All lines from the one with "Check that each instance of the flower" to the end need to be copied exactly, with nothing before them.
* Begin Given data *
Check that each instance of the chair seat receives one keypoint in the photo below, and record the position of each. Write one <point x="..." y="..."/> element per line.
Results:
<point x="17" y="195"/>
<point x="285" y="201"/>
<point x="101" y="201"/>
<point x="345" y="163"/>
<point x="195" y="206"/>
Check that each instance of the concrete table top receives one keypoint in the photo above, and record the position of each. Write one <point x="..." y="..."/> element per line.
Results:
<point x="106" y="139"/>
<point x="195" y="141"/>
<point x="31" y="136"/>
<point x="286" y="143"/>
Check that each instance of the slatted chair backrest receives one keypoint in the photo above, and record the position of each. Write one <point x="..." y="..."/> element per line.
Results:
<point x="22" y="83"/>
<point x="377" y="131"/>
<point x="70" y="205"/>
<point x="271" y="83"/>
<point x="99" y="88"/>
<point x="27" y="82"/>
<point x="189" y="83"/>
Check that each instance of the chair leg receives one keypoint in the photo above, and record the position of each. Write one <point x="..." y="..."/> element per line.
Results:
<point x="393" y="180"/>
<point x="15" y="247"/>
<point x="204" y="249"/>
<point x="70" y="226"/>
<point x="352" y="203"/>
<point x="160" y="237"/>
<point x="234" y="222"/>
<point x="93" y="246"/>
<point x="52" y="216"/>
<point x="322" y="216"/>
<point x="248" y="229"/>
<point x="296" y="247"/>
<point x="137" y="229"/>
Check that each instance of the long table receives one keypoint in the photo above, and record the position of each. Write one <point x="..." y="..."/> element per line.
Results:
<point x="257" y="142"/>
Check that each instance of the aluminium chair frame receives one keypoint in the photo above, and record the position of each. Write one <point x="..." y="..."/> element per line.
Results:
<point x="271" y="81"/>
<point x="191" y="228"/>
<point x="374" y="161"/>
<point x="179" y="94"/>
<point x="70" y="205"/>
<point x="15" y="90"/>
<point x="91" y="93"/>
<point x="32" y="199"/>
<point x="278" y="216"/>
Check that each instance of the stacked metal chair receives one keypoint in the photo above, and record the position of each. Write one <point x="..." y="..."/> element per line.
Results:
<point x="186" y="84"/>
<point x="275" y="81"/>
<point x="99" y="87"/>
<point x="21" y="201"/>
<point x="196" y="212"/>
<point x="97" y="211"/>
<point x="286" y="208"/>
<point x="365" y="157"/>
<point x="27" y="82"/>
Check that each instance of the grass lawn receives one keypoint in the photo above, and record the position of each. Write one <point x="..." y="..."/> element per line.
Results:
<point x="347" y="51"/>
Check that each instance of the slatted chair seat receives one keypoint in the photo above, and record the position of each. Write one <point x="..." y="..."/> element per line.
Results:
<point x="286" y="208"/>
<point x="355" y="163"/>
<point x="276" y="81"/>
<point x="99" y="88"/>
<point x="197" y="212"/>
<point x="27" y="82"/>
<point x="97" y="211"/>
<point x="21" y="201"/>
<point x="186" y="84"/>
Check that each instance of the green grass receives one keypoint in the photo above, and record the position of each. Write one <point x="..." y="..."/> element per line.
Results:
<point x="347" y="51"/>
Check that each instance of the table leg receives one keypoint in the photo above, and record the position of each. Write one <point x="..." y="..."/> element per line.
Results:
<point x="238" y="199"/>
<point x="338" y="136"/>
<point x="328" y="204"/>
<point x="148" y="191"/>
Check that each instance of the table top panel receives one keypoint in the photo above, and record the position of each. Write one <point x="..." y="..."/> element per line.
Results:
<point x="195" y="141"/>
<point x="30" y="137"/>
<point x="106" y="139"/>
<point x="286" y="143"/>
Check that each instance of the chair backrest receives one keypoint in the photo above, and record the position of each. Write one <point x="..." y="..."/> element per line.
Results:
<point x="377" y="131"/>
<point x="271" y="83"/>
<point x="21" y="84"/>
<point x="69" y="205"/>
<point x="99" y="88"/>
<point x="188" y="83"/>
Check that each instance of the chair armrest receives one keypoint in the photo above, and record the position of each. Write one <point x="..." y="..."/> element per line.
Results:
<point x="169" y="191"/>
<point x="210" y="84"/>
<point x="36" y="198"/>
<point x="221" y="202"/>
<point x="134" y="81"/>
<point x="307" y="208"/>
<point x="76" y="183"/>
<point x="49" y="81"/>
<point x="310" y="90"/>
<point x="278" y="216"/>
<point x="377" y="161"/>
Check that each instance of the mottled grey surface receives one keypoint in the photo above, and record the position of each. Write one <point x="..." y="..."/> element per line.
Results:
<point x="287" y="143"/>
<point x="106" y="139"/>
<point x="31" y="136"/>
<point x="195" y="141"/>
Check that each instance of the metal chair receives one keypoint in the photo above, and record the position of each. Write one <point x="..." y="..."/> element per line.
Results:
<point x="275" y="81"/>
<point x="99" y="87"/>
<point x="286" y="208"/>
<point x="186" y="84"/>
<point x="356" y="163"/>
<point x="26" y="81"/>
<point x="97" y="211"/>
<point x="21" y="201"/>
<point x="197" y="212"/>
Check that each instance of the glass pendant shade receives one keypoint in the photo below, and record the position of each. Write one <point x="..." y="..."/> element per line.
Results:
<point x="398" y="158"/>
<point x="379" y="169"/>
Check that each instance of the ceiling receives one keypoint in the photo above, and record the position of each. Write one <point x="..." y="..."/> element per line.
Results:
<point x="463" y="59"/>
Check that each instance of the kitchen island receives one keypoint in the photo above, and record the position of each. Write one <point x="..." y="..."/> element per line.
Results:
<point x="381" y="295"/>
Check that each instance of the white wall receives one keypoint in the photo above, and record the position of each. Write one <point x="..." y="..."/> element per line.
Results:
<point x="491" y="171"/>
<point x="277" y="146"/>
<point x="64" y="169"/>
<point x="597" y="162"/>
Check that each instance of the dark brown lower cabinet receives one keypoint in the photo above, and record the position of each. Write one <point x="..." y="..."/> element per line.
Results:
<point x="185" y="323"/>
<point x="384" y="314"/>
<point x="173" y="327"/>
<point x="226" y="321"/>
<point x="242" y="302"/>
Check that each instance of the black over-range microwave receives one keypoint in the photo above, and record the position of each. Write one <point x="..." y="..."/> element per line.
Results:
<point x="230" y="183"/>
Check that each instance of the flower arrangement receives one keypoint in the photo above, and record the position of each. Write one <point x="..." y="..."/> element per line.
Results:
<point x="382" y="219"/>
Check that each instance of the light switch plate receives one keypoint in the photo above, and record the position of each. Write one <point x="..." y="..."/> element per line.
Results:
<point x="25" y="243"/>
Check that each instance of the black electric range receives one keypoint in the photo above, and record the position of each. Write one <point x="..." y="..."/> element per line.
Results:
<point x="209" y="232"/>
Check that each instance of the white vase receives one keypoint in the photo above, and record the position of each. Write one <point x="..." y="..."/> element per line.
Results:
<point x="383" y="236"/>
* End Given data *
▸ **Answer for this exercise**
Check that each instance of the flower arrangement receives one keypoint in the photo above, and record the position of each. Write one <point x="..." y="..."/> element per line.
Results:
<point x="382" y="219"/>
Check that each instance of the light switch plate receives one keypoint in the photo above, and record the position of each. Write one <point x="..." y="..."/> element per line.
Results:
<point x="25" y="243"/>
Check that each instance of the black electric range receives one keypoint in the photo above, and record the position of each. Write one <point x="..." y="..."/> element per line.
Results:
<point x="209" y="232"/>
Check that each instance of the white vase receives one keypoint in the photo above, and record the position of each. Write one <point x="..." y="..."/> element per line.
Results:
<point x="383" y="236"/>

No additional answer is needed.